**WHAT THIS TASK INVOLVES**
For every line of the material below, check for the string "dirt" and return the line if it is there.

----

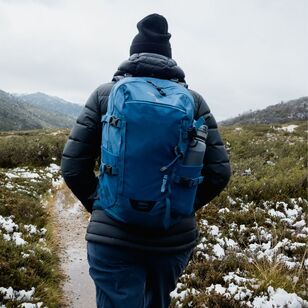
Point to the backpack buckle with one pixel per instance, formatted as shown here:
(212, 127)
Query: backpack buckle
(110, 170)
(114, 121)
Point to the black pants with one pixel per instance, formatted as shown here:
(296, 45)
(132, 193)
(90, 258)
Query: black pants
(130, 278)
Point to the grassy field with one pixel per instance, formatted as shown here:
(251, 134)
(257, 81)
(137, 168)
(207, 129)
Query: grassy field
(253, 248)
(253, 237)
(29, 265)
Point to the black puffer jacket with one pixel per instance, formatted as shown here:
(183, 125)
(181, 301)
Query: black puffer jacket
(83, 148)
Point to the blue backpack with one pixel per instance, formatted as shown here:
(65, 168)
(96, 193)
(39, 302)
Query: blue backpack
(145, 135)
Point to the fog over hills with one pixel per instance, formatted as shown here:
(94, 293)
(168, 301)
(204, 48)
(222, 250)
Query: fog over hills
(39, 110)
(34, 111)
(293, 110)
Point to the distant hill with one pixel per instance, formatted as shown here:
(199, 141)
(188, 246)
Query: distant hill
(33, 111)
(294, 110)
(52, 104)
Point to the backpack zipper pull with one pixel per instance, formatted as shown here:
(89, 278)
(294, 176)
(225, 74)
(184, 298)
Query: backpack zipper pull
(164, 183)
(160, 90)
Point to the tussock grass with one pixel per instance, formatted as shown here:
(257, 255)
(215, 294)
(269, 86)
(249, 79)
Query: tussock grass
(264, 212)
(24, 193)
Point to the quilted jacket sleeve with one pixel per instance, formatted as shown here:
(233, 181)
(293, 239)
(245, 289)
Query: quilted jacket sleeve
(83, 148)
(216, 169)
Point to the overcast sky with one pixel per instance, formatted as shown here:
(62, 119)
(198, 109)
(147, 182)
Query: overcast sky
(239, 54)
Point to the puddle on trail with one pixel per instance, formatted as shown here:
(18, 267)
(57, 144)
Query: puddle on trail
(71, 222)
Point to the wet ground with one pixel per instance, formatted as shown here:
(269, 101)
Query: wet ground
(71, 220)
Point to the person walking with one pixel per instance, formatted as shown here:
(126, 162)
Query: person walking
(137, 264)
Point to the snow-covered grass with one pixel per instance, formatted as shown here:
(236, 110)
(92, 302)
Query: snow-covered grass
(29, 268)
(253, 237)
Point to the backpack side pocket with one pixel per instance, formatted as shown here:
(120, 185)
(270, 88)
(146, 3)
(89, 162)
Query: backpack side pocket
(184, 185)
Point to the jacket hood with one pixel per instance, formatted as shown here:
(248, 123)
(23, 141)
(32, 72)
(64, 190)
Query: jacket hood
(150, 65)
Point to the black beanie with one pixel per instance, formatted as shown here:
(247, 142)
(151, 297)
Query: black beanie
(153, 36)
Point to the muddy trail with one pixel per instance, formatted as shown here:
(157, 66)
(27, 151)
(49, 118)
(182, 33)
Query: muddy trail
(71, 221)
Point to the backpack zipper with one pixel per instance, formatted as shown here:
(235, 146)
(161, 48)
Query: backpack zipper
(160, 90)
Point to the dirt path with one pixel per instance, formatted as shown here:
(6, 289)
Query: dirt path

----

**ANSWER TO THE EXERCISE**
Point to the dirt path with one pixel per instance, formatted as shown here:
Query: dirt path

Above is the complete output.